[Given task]: Repeat every line of the material below word for word, changing nothing.

[Extracted data entries]:
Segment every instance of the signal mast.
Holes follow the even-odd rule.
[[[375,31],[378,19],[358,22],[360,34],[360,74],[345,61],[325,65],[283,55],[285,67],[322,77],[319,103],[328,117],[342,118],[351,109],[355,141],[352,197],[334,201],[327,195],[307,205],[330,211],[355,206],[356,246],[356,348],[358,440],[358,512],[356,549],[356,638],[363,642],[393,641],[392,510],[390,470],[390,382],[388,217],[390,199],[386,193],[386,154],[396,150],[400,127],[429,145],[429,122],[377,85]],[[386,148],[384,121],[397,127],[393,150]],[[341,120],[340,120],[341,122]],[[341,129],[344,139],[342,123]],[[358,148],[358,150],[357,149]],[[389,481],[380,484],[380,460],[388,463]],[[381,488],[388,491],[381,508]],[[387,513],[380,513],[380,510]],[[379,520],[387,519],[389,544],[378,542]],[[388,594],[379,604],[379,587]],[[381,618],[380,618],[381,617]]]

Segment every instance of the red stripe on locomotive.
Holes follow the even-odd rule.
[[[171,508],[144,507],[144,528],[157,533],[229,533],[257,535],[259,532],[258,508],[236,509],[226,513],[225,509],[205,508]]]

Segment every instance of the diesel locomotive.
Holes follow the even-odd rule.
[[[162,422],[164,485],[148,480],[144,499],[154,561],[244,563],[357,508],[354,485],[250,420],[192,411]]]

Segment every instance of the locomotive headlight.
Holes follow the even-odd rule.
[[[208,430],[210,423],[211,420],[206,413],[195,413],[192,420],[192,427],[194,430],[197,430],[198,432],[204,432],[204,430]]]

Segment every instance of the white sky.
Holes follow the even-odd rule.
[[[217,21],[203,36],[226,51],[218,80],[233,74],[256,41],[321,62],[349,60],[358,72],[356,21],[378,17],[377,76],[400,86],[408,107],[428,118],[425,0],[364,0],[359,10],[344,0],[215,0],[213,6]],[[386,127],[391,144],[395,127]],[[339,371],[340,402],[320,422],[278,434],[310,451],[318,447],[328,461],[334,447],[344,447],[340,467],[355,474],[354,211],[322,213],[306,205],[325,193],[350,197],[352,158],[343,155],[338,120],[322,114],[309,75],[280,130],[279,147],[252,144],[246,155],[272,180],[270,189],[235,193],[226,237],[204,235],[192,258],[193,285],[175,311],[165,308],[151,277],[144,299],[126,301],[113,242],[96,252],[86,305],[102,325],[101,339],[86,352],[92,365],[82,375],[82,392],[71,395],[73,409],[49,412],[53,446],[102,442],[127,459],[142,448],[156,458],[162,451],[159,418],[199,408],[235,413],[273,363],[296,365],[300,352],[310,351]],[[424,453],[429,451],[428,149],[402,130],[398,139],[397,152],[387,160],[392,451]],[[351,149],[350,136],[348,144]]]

[Output for this task]:
Segment every instance of the signal mast.
Holes follow the even-odd rule.
[[[375,31],[378,19],[358,22],[360,34],[360,74],[345,61],[325,65],[283,55],[285,67],[322,77],[319,103],[328,117],[342,118],[351,109],[355,141],[352,197],[334,201],[327,195],[307,205],[330,211],[355,206],[356,246],[356,348],[358,440],[358,512],[356,549],[356,638],[363,642],[393,641],[392,510],[390,470],[390,382],[388,217],[390,199],[386,193],[386,154],[396,150],[400,127],[429,145],[429,122],[377,85]],[[386,148],[384,121],[397,127],[393,150]],[[341,120],[340,120],[341,122]],[[341,129],[344,139],[342,123]],[[358,148],[358,150],[357,149]],[[389,481],[380,484],[380,460],[388,463]],[[381,488],[388,491],[381,508]],[[387,513],[380,513],[380,510]],[[379,520],[387,519],[389,544],[378,542]],[[388,594],[379,604],[379,587]],[[381,618],[380,618],[381,617]]]

Segment every instance of the red stripe on locomotive.
Holes follow the even-odd rule.
[[[171,508],[144,507],[144,528],[157,533],[229,533],[257,535],[259,532],[258,508],[236,509],[226,513],[225,509],[205,508]]]

Segment every instance of the diesel locomotive.
Holes follow the even-odd rule.
[[[162,422],[164,485],[148,480],[144,499],[154,561],[244,563],[357,508],[354,485],[250,420],[192,411]]]

Segment every instance of the locomotive headlight.
Holes follow the even-odd rule.
[[[208,430],[210,423],[211,420],[206,413],[195,413],[192,420],[192,427],[194,430],[197,430],[198,432],[204,432],[204,430]]]

Segment every instance of the white sky.
Holes follow the even-odd rule.
[[[217,21],[203,36],[226,51],[218,80],[233,74],[256,41],[321,62],[349,60],[358,72],[356,21],[378,17],[377,76],[400,86],[408,107],[428,118],[425,0],[364,0],[359,10],[344,0],[215,0],[213,6]],[[386,127],[391,144],[395,127]],[[339,371],[340,402],[320,422],[278,434],[310,451],[318,447],[328,461],[334,447],[344,447],[340,467],[355,474],[354,211],[322,213],[306,205],[325,193],[350,197],[352,158],[343,155],[338,120],[322,114],[309,75],[280,130],[279,147],[252,144],[246,155],[272,180],[270,189],[235,193],[226,237],[204,235],[192,258],[193,285],[175,311],[165,308],[151,277],[144,299],[126,301],[113,242],[96,252],[86,305],[102,325],[101,339],[86,352],[92,365],[82,375],[82,392],[71,395],[73,409],[49,412],[53,446],[102,442],[127,459],[142,448],[156,458],[162,451],[159,418],[199,408],[235,413],[273,363],[296,365],[300,352],[310,351]],[[424,453],[429,451],[428,149],[402,130],[398,139],[397,152],[387,160],[392,451]],[[351,149],[350,136],[348,144]]]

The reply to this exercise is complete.